What this task involves: Extract each line from the records below that contains the string "smaller".

[Stored entries]
## Begin

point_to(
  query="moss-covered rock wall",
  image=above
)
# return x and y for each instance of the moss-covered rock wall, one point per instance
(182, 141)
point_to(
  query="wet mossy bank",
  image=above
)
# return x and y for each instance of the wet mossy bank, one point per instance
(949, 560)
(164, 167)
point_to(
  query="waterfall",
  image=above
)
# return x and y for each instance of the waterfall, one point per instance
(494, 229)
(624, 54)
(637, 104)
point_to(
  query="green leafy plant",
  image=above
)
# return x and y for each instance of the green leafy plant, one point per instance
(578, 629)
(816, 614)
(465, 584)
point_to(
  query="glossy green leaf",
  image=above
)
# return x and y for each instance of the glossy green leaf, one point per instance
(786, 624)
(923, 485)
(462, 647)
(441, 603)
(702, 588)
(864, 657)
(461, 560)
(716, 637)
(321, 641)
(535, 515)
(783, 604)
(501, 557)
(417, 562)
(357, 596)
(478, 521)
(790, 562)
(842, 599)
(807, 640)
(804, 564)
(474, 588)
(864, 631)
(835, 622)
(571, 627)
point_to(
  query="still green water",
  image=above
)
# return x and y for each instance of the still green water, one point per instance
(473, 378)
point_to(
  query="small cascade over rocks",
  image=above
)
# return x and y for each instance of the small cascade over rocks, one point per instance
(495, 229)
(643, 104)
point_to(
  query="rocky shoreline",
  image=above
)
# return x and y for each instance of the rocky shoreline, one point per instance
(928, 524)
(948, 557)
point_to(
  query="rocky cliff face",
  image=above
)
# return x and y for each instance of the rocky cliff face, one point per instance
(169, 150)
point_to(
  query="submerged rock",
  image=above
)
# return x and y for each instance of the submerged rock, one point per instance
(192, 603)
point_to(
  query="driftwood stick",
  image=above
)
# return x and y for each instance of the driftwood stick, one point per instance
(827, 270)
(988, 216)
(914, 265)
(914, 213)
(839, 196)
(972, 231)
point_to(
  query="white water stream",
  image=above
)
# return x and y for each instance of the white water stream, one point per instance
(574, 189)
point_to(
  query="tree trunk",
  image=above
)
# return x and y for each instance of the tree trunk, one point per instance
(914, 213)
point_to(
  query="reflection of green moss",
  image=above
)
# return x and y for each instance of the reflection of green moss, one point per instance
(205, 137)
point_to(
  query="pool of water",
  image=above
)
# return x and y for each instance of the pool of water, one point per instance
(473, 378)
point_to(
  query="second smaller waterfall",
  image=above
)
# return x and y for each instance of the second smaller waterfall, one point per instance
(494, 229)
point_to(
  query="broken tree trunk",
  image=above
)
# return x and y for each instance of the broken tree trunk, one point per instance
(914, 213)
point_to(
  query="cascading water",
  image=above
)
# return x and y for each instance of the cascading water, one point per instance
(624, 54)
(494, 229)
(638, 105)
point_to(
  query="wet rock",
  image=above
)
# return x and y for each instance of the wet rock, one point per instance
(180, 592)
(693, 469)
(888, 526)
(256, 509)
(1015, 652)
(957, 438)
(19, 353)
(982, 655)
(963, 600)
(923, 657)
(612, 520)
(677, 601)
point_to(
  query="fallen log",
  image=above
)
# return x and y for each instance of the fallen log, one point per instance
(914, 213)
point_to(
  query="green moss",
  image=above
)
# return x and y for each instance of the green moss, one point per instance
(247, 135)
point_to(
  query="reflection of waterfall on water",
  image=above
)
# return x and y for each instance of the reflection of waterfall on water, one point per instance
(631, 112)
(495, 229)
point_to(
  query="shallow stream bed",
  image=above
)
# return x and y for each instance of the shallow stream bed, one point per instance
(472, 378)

## End
## Begin

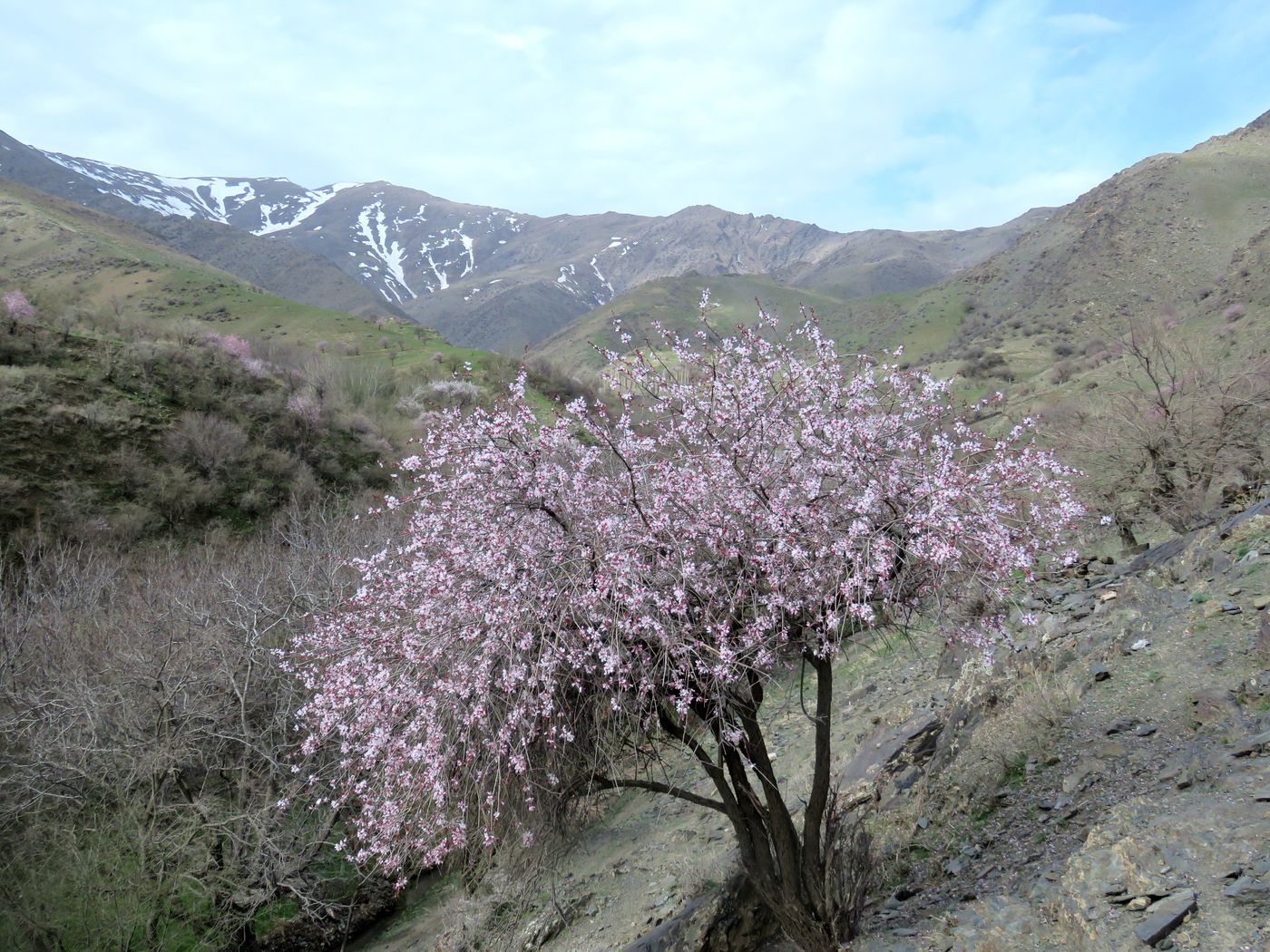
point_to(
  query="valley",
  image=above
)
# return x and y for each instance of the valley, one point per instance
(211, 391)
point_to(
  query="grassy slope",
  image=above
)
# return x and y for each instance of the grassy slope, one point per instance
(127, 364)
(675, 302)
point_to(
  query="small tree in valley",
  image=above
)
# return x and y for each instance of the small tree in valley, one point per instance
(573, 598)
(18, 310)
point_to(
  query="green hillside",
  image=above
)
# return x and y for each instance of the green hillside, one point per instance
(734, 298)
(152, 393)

## End
## Begin

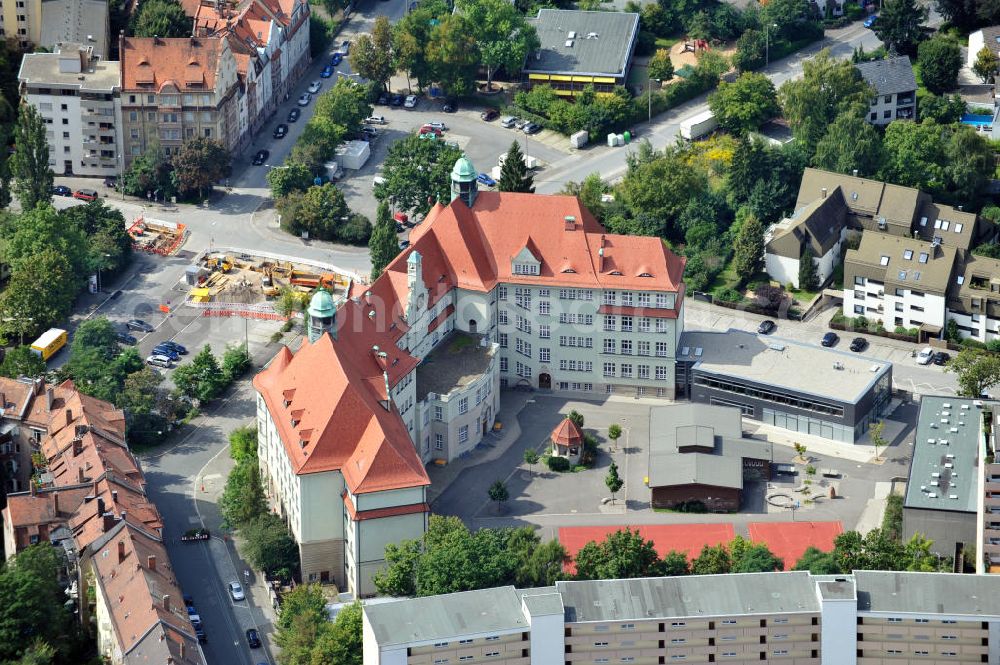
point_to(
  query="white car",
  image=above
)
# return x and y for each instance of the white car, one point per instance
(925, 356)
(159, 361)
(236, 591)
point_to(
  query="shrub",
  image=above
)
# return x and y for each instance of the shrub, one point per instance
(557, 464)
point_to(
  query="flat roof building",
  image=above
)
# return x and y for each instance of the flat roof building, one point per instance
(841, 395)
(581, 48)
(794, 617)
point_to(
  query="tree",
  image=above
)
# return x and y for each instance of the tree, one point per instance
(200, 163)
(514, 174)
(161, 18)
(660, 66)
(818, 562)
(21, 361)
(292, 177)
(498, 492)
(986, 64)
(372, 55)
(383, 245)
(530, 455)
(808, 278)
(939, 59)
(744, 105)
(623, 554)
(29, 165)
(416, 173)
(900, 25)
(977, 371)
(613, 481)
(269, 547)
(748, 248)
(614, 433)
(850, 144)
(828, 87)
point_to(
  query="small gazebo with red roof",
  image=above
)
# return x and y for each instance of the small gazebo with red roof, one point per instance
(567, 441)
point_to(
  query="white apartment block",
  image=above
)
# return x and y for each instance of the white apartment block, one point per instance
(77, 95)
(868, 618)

## End

Result of the task:
  query="second smaller waterfall",
# return x and y for each instance of the second smaller waterfall, one point per instance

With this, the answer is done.